> [DOCUMENT EXCERPT]:

○ ○ ○ ○

Parents and learners who have been on the NAISAK journey since it started know that, as a school and a learning community, we aim to reflect on our practice, research what best practice looks like, listen to feedback, explore local examples of good practice, and combine these factors to design what suits our context and student population best. Our approach to pupil progress has been part of our continuous review process and has greatly evolved over the years.

Pupil progress is the ultimate goal of teaching and learning. Assessment is at the heart of an effective curriculum and is a fundamental part of good teaching and learning as it helps evaluate pupil progress. It enables learners to recognise achievement and make progress, and teachers to shape and adapt their teaching to individual needs and aspirations.

Where are we now?

The objective is to design a method that puts the learner at the heart of the assessment process and that offers consistency across the three stages of the school. NAISAK is contemplating a three-way approach to evaluating progress:

1-External and aptitude tests: This year, we have trialled tests that are used worldwide by international schools and English-speaking state schools. These tests are externally-set and non-curriculum-based, and offer feedback on students’ abilities and learning styles. These tests are available for all ages and allow for external validation of pupil progress. Trialling different tests is helping the academic team decide which is best suited to the specificity of our context and offers the most impactful feedback to inform future planning.

○ ○ ○ ○

> [INPUT DATA]:
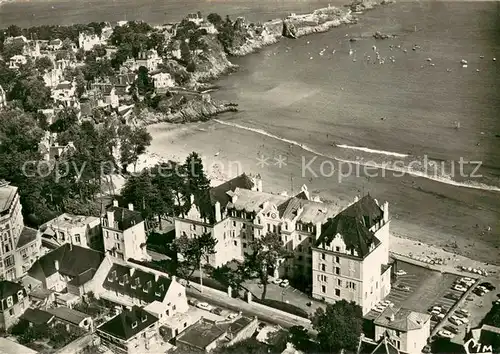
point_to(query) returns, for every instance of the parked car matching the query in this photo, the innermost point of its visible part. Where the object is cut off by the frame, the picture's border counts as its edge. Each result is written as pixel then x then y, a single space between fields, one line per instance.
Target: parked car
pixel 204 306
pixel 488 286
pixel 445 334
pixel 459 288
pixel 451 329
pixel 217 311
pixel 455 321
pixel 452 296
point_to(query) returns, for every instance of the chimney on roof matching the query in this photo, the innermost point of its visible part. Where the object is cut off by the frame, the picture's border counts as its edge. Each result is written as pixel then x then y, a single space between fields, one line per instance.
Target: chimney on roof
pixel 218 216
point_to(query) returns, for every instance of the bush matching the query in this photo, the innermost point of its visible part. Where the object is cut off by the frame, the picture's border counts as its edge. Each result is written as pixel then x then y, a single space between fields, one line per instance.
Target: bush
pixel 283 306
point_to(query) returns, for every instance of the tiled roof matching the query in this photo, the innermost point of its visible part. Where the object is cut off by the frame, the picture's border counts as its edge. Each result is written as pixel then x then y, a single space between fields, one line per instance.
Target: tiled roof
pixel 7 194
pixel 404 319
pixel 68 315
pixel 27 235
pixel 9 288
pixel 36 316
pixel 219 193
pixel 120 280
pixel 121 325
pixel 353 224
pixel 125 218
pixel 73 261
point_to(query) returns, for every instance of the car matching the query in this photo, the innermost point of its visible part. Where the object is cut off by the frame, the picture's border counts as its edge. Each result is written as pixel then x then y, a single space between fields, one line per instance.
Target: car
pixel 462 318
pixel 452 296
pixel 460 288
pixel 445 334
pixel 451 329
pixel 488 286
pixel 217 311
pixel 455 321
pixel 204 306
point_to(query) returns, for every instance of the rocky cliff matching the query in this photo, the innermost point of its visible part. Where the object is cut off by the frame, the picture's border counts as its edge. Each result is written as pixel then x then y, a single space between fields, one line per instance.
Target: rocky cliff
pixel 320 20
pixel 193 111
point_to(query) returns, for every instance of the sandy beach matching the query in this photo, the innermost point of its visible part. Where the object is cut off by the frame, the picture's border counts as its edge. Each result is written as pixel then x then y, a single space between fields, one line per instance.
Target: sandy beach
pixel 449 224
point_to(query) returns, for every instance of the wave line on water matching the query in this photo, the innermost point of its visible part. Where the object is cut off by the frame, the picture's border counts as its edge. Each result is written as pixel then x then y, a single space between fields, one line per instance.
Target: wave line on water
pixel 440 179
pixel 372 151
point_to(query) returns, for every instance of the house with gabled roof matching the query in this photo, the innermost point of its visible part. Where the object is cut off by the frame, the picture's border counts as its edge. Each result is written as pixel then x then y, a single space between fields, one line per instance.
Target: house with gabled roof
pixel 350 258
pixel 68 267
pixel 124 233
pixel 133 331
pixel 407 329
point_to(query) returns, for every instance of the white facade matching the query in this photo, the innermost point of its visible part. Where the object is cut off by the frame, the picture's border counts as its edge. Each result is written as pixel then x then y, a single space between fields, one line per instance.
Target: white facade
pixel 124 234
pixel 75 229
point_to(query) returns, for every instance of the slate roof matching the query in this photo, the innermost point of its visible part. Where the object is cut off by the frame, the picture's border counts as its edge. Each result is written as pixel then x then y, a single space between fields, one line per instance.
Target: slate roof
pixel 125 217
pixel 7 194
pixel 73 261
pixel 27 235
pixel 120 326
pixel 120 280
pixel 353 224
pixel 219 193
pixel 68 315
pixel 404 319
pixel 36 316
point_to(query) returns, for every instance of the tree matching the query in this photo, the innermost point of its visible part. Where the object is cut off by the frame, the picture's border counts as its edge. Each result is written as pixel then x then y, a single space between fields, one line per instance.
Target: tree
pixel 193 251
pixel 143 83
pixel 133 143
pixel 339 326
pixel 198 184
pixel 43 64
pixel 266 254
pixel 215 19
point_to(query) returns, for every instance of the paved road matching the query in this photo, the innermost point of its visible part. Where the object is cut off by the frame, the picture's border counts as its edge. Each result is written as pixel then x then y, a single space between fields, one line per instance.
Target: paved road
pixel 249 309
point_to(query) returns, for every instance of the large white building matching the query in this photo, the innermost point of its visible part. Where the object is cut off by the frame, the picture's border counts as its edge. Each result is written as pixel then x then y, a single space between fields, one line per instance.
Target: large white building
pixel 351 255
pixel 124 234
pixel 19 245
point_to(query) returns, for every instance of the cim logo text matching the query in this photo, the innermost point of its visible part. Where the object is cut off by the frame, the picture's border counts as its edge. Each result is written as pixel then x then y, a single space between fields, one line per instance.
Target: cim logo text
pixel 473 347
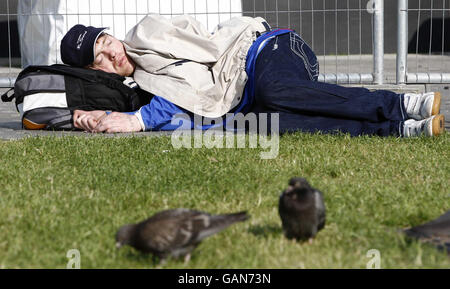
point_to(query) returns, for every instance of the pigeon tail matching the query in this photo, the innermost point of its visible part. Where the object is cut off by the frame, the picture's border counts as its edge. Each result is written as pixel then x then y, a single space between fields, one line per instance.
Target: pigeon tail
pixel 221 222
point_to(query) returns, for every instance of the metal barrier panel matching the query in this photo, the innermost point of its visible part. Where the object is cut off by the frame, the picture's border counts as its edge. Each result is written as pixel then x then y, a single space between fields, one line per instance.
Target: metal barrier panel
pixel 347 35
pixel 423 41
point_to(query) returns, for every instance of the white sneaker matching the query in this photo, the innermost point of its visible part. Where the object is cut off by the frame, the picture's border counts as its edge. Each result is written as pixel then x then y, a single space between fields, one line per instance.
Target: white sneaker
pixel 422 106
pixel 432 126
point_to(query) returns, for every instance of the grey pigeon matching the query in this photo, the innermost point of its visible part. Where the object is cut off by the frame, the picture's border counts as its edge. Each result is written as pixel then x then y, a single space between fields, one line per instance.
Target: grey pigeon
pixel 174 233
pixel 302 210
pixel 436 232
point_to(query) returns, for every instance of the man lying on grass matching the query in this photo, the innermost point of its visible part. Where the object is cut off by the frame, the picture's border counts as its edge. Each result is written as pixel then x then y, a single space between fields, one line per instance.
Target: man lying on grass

○ ○ ○ ○

> [TASK LIST]:
A) From the passage on pupil progress at NAISAK, extract the portion that begins at the words "The objective is" and ends after the words "inform future planning.".
B) Summarize the passage on pupil progress at NAISAK in two sentences.
C) Continue the passage on pupil progress at NAISAK from its last sentence.
The entries are unrelated to the passage on pupil progress at NAISAK.

> [RESULTS BY TASK]:
A)
The objective is to design a method that puts the learner at the heart of the assessment process and that offers consistency across the three stages of the school. NAISAK is contemplating a three-way approach to evaluating progress:

1-External and aptitude tests: This year, we have trialled tests that are used worldwide by international schools and English-speaking state schools. These tests are externally-set and non-curriculum-based, and offer feedback on students’ abilities and learning styles. These tests are available for all ages and allow for external validation of pupil progress. Trialling different tests is helping the academic team decide which is best suited to the specificity of our context and offers the most impactful feedback to inform future planning.

B) NAISAK designs its practice through reflection, research, feedback and local examples, and its approach to pupil progress has evolved over the years, with assessment treated as central to evaluating that progress. The school aims for a learner-centered method consistent across its three stages and is considering a three-way approach, the first part being externally set aptitude tests it has trialled this year to find the best fit for its context.

C)
2-Teachers’ assessment: As most of you know, the Primary and Secondary School teachers have worked hard and collaboratively to develop FLOs (Fundamental Learning Objectives) at Primary and YLOs (Yearly Learning Objectives) at Secondary for the core subjects. These are age-related curriculum statements used by teachers throughout the academic year to record progress to date and discuss next steps. The judgments made against the FLOs/YLOs are based on the evidence of achievement in the classroom.

3-Cambridge Checkpoints: Taken at the end of Key Stage 2 (end of Year 6) and at the end of Key Stage 3 (end of Year 9), these tests are externally-set and assessed, and curriculum-based. They offer validation of students’ attainment in the core subjects (English First or Second Language, Mathematics, Science) and allow for progress tracking from one key stage to the next.

What next?

In terms of Pupil Progress at NAISAK, three items need consideration:

1-Once the trialling of aptitude tests is completed, a decision will be made on which test to implement in the long term.

2-NAISAK is data rich and will improve/increase its data bank. Our data-handling system needs to be polished so the data collected is easy to access across the key stages, year groups and subjects, and convenient to manipulate so a variety of analyses can be extracted from it and impact constructively on planning and delivery.

3-Soft skills and mindsets have been identified by research as key factors in one’s success. Further reflection is needed, as a school and within our family of schools, to adopt a coherent approach able to bear fruit, in terms of evaluation and support to implement.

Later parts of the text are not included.